> _Page text_
Reflection is a time of looking back. You may have unresolved issues that bother you. You regret things you have said or done. You wish you could repair these, but it is now too late. You can speak the words “I am sorry” and hope they hear you. Forgive any wrongs so that your heart has room to love.

You may journal your great memories to cherish forever. Find joy in these memories and use them to share stories with your loved one. It may trigger happiness in them.

Preparation thoughts enter your mind. You think about care plans. You anticipate planning a funeral. You look at finances. You think about your final conversations and plan how to say goodbye.

Emotional swings surround you. Anger, guilt, love, numbness, dread and pain overwhelm you as you process the grief. Working through these emotions while trying to remain strong for your loved one can be exhausting.

Facing the future without your loved one is difficult. Your life will go on and you will have to make adjustments.

The things listed above do not occur in this order. You will bounce between them all with anticipatory grief. You will be affected mentally, emotionally, physically and spiritually in the grief process. Be kind to yourself and seek help from family, friends, ministers and professionals if you need to.

Grieving along the whole journey of caregiving allows you to find strength to go on. You will still grieve over the final loss. You will have established a framework for coping.

Word for Today

Psalm 29:11

The Lord gives strength to his people;
    the Lord blesses his people with peace.

Song for Today

Prayer for Today

Dear God,

Saying goodbye to my loved one is so difficult. I need your peace and comfort. I need people to hold my hand and offer support. I need You to be my strength.

> _Information shown_
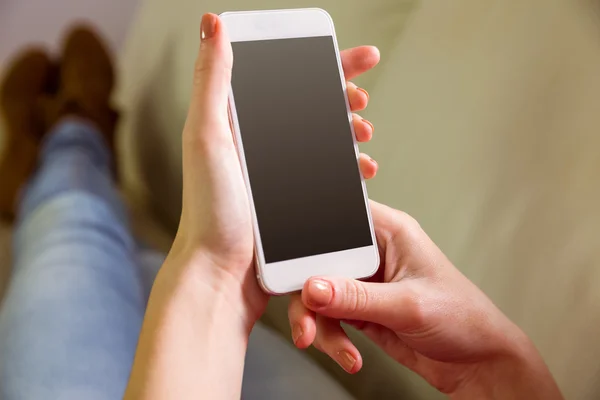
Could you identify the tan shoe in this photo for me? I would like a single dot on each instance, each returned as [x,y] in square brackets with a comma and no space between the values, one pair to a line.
[87,79]
[27,82]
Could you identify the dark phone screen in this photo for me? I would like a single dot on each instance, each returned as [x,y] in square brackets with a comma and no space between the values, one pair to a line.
[298,146]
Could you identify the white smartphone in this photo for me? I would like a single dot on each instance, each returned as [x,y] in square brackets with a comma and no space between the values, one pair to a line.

> _Task objective_
Answer these questions from the text on anticipatory grief.
(a) Which emotions does the text say overwhelm you as you process the grief?
(b) From whom does the text suggest seeking help?
(c) Which verse is given under "Word for Today"?

> _Exercise result_
(a) Anger, guilt, love, numbness, dread and pain.
(b) Family, friends, ministers and professionals.
(c) Psalm 29:11.